EXERCISE DESCRIPTION.
Quote the listing below in its entirety.

>> start RECORDED DATA

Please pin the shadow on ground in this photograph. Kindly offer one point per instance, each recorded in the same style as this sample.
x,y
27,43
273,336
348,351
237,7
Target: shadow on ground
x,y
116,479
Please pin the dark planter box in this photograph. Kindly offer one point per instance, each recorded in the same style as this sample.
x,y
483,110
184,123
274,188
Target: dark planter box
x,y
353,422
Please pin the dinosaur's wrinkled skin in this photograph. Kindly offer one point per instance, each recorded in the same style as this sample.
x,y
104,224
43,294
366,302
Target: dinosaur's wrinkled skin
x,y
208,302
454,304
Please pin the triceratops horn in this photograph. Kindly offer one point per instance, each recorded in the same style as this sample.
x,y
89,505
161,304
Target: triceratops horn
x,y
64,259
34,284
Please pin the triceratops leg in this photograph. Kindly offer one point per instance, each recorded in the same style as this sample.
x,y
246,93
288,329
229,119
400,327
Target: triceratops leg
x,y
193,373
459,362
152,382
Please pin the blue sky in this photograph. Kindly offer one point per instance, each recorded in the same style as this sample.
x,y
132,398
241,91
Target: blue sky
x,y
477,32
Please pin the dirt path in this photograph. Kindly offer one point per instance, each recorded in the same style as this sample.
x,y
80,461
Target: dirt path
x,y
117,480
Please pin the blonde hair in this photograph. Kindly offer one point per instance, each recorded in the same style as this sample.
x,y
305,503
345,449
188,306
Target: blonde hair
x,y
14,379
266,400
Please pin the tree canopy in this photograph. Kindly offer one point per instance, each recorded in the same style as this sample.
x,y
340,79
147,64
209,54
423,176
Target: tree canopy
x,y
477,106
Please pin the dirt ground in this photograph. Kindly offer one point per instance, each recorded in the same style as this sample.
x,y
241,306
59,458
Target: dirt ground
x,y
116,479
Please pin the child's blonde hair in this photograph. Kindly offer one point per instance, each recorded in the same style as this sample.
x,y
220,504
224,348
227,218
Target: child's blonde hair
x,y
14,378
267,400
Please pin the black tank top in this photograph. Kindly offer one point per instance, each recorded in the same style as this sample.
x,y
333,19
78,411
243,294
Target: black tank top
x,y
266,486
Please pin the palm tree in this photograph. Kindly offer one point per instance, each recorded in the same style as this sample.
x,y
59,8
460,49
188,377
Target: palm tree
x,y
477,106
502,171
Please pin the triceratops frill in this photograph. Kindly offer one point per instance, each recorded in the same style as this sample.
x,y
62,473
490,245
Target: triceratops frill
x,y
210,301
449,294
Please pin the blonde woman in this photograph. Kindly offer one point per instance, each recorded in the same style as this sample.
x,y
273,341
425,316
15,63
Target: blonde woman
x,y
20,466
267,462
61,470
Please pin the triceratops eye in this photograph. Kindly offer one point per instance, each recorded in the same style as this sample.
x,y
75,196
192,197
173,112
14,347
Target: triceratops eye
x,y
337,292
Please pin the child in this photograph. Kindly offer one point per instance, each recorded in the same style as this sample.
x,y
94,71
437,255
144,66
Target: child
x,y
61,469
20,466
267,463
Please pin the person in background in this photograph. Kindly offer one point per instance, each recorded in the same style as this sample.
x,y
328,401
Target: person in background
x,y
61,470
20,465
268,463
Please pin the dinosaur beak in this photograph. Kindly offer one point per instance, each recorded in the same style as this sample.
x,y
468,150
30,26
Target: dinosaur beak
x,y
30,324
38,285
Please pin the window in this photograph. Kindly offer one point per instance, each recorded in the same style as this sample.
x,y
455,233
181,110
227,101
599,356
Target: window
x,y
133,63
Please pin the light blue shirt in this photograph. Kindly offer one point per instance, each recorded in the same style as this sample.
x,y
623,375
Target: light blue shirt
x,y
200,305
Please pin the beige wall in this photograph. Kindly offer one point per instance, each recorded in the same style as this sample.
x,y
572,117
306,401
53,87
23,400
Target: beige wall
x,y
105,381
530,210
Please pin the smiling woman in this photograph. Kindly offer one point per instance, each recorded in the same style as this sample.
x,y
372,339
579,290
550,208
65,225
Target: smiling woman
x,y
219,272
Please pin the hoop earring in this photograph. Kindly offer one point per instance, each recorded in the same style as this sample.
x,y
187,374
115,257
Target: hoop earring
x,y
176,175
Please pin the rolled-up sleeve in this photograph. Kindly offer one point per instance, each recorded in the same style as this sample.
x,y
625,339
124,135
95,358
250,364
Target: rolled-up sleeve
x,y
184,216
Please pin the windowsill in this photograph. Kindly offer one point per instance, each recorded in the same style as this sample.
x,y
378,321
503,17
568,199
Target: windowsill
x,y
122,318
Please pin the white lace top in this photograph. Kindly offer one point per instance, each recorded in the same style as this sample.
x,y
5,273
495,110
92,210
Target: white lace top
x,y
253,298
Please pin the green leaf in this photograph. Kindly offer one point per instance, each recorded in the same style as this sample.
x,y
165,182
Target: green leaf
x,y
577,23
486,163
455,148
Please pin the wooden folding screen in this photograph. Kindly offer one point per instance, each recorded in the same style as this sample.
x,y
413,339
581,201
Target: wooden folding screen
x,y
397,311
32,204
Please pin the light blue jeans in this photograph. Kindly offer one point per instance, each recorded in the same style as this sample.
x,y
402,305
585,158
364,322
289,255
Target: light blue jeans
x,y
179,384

>> end RECORDED DATA

RESPONSE FOR THIS EXERCISE.
Please pin the shadow on ground in this photograph. Kindly offer one point per instance, each recorded in the same style as this sample.
x,y
27,43
273,336
348,351
237,7
Target: shadow on ground
x,y
116,479
Please pin the dark planter box in this photograph. Kindly offer one point per instance, each recorded in the same style as this sample.
x,y
483,110
184,123
274,188
Target: dark planter box
x,y
353,422
Please pin the dinosaur's wrinkled skin in this photograph. Kindly offer one point per instance, each recorded in the same style as this sample.
x,y
104,224
43,294
366,302
Target: dinosaur's wrinkled skin
x,y
208,302
454,304
Please pin the triceratops horn in this photograph. Kindly offer one point per instance, each recorded in the same style as this sample.
x,y
89,505
161,304
Target: triceratops horn
x,y
64,259
34,284
Please pin the triceratops leg in this photograph. Kindly offer one point per instance, each recorded in the same style as this sample.
x,y
246,93
288,329
229,119
400,327
Target: triceratops leg
x,y
193,373
459,362
152,382
Please pin the blue sky in this photograph. Kindly offer one point per instance, each recorded in the same style as this sample.
x,y
132,398
241,91
Target: blue sky
x,y
477,32
Please pin the dirt path in this photograph. Kindly offer one point per instance, each recorded in the same style as this sample.
x,y
80,461
Target: dirt path
x,y
117,480
Please pin the blonde hair in this photograph. Kindly offer one point per instance, each recorded in the same style as this sample.
x,y
305,503
345,449
188,306
Target: blonde hair
x,y
14,379
266,400
Please pin the tree canopy in this photograph. Kindly offer one point per instance, each recorded in the same style as this sample.
x,y
340,79
147,64
209,54
423,176
Target: tree canopy
x,y
477,106
Please pin the dirt ground in this photograph. Kindly offer one point per instance, each recorded in the same style as this sample.
x,y
241,306
59,458
Target: dirt ground
x,y
116,479
Please pin the child's blonde hair in this photograph. Kindly offer one point per instance, each recorded in the same style as this sample.
x,y
220,504
224,348
227,218
Target: child's blonde hair
x,y
14,378
267,400
Please pin the black tank top in this photograph. Kindly offer one point per instance, each recorded in the same style as this sample.
x,y
333,19
78,411
243,294
Target: black tank top
x,y
266,486
Please pin the palm tree in this photograph. Kindly offer one point per instance, each recorded in the same style as this sample.
x,y
59,8
460,49
188,377
Target: palm tree
x,y
477,106
502,171
Please pin the triceratops frill in this photograph. Kindly offer one point per instance, each recorded in the same style as this sample.
x,y
62,473
490,245
Target: triceratops frill
x,y
210,301
449,294
Please pin the blonde woman in this photograph. Kindly offer one point per instance, each recorded in the same style as this sample.
x,y
273,341
425,316
15,63
Target: blonde woman
x,y
20,466
267,462
61,470
Please pin the triceratops eye in this photograph. Kindly offer one point per instance, each recorded in the same style as this sample.
x,y
75,196
192,197
173,112
14,347
Target: triceratops eye
x,y
337,292
Please pin the child in this photograph. Kindly offer one point per instance, each recorded in the same style as this sample.
x,y
94,71
437,255
144,66
Target: child
x,y
61,469
20,466
267,463
Please pin the person in background in this photograph. Kindly offer one point per instance, each recorded in the same style as this sample.
x,y
328,401
Target: person in background
x,y
61,470
20,465
268,463
Please pin the dinosaur beak in this photograph. Kindly offer one point per instance, each recorded in the same style as this sample.
x,y
468,150
30,26
Target: dinosaur beak
x,y
30,324
38,285
Please pin the window in this photograph. Kindly offer one point per instance, each recorded in the same style as this sample.
x,y
455,233
181,110
227,101
599,356
Target: window
x,y
133,63
Please pin the light blue shirt in this photograph. Kindly offer one point per instance, each recorded in the same style as this sample.
x,y
623,375
Target: light blue shirt
x,y
200,305
Please pin the beige wall in this photograph. Kindly offer one point per instance, each recorded in the same style as this sample.
x,y
572,117
306,401
53,87
23,400
Target: beige wall
x,y
105,381
530,210
Please pin the smiling woman in this photograph. Kindly offer one point per instance, each recorded in the same style as this sample.
x,y
372,339
579,290
550,208
65,225
Target: smiling woman
x,y
219,272
Please pin the hoop earring in this photograph. Kindly offer one point per instance, each recorded in the same style as this sample.
x,y
187,374
115,257
Target: hoop earring
x,y
176,175
Please pin the rolled-up sleeve in this photograph. Kindly offer one point per instance, each recorded in the same style as this sample.
x,y
625,339
124,135
95,358
250,364
Target: rolled-up sleeve
x,y
184,216
Please pin the windowsill in this photograph. Kindly offer one point per instance, each recorded in the same style as this sample.
x,y
378,321
503,17
568,199
Target: windowsill
x,y
122,318
Please pin the white lace top in this photograph. Kindly offer one point per instance, each recorded in the same style as this sample.
x,y
5,273
495,110
92,210
Target: white lace top
x,y
253,298
Please pin the green leaf in this photograph. Kindly offer one point per instance, each recorded in the same style as this sample.
x,y
165,182
Target: green leaf
x,y
577,23
486,163
455,148
Please pin the wooden folding screen in this photograph. Kindly offer one point per instance, each recorded in the same style as this sample.
x,y
413,339
581,201
Target: wooden folding screen
x,y
397,311
32,204
Please pin the light blue jeans in this photograph. Kindly offer one point per instance, each recorded in the same style as this sample.
x,y
402,305
585,158
364,322
289,255
Target: light blue jeans
x,y
179,384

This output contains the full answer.